How to complete this task
Here the answer should be the line with "Phrase: bird's hooked beak" and all the lines after it through the end of the listing, each repeated exactly, and no other text.

Provided data
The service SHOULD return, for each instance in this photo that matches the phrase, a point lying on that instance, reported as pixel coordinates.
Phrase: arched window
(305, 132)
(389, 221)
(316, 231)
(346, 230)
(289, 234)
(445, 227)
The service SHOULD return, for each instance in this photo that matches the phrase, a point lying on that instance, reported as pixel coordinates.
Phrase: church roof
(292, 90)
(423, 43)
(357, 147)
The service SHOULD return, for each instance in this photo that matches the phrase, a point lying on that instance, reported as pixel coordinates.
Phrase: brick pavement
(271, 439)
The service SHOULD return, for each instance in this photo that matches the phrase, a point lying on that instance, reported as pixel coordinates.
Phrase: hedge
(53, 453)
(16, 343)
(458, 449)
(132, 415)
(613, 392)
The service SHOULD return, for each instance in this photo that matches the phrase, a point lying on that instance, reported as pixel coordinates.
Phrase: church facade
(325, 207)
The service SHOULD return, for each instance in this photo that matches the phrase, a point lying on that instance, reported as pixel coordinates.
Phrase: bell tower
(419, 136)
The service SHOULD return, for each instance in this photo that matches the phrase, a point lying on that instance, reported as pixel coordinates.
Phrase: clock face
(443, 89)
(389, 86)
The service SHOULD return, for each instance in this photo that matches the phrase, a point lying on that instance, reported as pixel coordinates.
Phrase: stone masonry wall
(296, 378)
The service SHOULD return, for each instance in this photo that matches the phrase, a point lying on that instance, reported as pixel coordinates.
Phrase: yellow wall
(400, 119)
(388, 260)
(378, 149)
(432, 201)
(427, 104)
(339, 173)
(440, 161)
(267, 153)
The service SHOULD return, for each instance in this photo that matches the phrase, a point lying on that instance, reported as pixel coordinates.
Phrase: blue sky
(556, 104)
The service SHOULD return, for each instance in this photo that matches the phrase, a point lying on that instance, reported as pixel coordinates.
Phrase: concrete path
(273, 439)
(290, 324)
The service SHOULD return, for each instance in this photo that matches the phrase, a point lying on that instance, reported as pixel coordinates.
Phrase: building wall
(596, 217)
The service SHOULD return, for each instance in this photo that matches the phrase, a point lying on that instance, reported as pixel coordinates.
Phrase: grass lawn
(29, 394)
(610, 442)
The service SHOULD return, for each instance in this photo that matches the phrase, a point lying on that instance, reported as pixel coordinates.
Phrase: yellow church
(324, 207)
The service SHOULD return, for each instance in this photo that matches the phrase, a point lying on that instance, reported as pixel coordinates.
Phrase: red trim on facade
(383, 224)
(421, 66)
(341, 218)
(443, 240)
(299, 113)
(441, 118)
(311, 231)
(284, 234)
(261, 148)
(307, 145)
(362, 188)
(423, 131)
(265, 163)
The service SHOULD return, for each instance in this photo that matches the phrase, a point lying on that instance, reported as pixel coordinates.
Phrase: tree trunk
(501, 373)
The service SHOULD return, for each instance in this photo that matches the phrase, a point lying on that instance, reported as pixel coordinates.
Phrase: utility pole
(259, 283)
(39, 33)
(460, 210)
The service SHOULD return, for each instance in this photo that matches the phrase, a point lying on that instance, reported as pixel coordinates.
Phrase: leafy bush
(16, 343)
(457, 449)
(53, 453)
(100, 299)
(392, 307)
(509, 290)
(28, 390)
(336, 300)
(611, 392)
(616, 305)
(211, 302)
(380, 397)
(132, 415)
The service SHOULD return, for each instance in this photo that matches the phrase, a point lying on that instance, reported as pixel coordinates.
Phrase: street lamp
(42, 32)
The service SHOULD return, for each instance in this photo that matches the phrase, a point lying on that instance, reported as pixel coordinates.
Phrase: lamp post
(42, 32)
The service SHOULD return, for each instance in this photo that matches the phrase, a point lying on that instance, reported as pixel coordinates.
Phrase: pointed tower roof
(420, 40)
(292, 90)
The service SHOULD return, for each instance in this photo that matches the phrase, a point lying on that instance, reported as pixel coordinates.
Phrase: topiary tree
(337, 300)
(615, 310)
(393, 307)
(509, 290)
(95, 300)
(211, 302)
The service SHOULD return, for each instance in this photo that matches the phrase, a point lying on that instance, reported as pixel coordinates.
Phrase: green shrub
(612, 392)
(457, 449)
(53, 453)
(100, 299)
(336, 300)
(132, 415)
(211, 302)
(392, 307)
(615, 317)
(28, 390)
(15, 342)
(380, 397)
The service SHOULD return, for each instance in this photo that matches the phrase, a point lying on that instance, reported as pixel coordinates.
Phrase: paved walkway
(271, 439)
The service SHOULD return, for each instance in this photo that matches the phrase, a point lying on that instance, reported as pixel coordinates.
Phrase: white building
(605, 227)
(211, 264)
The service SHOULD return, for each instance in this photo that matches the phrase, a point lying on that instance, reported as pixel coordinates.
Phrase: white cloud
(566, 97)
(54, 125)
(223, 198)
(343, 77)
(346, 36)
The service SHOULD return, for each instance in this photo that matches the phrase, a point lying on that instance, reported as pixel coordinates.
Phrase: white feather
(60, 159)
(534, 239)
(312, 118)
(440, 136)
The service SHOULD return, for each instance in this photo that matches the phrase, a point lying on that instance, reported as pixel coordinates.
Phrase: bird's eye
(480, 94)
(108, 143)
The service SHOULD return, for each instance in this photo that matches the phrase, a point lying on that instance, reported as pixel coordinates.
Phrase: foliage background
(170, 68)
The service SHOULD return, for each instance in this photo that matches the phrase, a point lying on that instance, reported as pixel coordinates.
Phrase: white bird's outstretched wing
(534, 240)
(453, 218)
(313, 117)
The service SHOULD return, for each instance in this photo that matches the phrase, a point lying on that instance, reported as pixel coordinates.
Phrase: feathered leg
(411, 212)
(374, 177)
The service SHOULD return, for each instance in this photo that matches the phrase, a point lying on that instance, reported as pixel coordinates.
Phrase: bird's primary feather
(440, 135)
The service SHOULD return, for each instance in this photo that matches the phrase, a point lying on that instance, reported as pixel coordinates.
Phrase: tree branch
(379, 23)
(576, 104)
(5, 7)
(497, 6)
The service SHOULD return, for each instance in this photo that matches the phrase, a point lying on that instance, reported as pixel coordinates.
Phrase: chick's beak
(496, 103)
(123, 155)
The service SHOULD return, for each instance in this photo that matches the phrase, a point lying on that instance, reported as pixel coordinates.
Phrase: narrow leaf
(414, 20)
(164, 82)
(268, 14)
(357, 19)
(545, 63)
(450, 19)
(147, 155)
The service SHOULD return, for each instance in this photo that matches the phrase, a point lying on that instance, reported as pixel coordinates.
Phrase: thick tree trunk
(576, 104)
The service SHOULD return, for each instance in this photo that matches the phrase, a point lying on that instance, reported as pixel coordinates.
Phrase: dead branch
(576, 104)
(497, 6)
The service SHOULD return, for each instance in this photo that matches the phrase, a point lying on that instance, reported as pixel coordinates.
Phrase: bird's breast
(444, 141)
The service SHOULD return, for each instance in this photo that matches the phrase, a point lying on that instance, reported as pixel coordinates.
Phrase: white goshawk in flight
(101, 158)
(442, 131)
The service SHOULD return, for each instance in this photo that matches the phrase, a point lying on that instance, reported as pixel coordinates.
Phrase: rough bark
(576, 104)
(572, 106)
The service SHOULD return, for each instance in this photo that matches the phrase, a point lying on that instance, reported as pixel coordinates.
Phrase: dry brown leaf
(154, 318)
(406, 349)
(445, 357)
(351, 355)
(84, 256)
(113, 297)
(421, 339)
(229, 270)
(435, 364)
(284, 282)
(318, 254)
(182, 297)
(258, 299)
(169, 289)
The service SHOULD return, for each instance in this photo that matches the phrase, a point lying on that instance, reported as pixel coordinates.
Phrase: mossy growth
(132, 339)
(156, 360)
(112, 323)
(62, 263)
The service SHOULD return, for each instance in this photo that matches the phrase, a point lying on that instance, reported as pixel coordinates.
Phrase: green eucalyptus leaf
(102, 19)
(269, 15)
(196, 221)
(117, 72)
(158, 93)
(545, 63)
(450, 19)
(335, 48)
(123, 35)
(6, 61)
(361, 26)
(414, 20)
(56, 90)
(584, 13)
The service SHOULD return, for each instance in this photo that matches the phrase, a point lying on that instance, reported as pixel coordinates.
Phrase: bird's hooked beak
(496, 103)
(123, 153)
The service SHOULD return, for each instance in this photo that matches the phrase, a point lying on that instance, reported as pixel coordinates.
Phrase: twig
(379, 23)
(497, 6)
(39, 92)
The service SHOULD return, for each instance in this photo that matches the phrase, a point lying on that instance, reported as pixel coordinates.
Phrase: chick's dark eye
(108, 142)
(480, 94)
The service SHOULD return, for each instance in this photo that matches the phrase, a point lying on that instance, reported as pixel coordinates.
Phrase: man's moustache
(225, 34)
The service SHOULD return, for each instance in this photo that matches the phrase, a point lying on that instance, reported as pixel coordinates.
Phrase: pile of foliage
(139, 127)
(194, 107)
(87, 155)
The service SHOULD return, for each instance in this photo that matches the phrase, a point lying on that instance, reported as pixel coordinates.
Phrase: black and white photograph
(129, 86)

Answer area
Phrase: bird's hooked beak
(496, 103)
(123, 153)
The service SHOULD return, for each instance in this photo that matches the phrase, a point lying on that instance, reported as pixel coordinates.
Phrase: twig
(379, 23)
(497, 6)
(39, 92)
The service SHOULD return, for each instance in this photo that matches the phrase, a point lying on that instance, reported as pixel coordinates.
Phrase: chick's dark eye
(108, 142)
(480, 94)
The service SHOULD return, for each instance in this photo that matches the phrase, a point lying on that instance, reported as pixel coordinates.
Phrase: man's moustache
(225, 34)
The service SHOULD return, for each instance in this photo that matches the phrase, a point lying on that instance, reported as pixel coordinates.
Phrase: pile of foliage
(139, 127)
(194, 107)
(87, 155)
The service SHOULD return, for each instance in this photo that matches the phrase, a point lying on that instance, reported as pixel coordinates.
Phrase: black and white photograph
(129, 86)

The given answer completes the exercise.